--- START ---

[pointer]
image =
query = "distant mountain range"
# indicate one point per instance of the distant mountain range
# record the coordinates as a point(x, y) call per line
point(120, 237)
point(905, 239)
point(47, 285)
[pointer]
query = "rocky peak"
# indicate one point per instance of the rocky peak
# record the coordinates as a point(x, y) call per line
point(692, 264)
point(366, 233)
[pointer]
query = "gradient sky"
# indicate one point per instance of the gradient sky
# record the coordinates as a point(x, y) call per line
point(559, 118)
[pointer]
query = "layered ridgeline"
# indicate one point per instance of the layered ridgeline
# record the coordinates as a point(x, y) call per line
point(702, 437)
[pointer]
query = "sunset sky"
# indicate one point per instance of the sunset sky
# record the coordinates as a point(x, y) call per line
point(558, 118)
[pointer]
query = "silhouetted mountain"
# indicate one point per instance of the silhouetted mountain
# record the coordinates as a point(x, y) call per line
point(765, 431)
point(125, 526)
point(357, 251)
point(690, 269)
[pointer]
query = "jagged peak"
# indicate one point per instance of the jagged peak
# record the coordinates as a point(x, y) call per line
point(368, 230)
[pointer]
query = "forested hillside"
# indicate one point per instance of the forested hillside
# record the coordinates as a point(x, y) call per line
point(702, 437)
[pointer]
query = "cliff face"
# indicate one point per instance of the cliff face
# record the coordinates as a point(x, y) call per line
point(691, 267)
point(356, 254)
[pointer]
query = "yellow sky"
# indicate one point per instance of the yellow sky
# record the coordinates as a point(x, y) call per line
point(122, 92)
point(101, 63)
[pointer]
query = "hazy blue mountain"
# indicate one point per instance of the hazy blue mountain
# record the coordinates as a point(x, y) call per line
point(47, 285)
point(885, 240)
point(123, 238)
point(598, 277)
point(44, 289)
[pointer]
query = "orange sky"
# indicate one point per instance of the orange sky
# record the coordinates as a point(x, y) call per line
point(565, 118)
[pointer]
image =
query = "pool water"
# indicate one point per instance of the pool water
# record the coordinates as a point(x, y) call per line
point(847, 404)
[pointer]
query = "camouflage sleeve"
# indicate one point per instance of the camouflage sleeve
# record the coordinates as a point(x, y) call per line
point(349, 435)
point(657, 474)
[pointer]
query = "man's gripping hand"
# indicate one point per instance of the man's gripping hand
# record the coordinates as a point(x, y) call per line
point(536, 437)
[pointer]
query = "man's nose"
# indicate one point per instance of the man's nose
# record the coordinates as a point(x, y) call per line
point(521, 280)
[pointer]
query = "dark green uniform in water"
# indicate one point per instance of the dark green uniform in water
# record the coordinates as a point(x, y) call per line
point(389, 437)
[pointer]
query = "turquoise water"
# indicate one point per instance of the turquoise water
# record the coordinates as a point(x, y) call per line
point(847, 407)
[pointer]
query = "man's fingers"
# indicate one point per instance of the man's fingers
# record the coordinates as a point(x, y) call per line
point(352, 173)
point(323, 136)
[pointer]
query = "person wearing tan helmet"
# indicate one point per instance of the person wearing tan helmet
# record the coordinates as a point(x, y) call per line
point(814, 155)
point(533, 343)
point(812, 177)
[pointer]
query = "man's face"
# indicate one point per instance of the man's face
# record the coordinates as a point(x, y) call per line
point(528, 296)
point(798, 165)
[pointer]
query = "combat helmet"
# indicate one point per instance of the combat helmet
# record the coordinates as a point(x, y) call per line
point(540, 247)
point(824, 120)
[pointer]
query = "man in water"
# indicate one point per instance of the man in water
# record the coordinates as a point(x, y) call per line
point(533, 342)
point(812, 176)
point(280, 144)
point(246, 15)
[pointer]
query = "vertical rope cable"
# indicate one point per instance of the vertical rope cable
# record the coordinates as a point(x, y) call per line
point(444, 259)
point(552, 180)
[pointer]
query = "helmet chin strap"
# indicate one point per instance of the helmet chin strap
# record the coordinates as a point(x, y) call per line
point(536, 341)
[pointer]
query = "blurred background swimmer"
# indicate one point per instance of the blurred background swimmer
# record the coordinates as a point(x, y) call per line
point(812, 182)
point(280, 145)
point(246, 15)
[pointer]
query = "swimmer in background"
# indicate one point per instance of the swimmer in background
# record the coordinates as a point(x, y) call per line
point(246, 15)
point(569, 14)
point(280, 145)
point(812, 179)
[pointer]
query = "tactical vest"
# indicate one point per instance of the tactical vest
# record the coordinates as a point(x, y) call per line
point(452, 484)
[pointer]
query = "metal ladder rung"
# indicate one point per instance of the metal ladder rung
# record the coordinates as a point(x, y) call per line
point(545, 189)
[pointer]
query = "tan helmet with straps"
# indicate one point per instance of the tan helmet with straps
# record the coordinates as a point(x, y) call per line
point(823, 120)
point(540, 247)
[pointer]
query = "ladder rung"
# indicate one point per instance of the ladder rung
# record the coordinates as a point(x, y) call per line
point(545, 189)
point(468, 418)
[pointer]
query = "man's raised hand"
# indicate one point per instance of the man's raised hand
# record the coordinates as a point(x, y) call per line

--- END ---

▸ Task to carry out
Please go over the data above and copy each line with "background" in it.

▸ Your solution
query = "blurred background swimmer"
# indicate one point per instance of the blurred background swimmer
query = "swimmer in background"
# indicate one point per instance of the swimmer in background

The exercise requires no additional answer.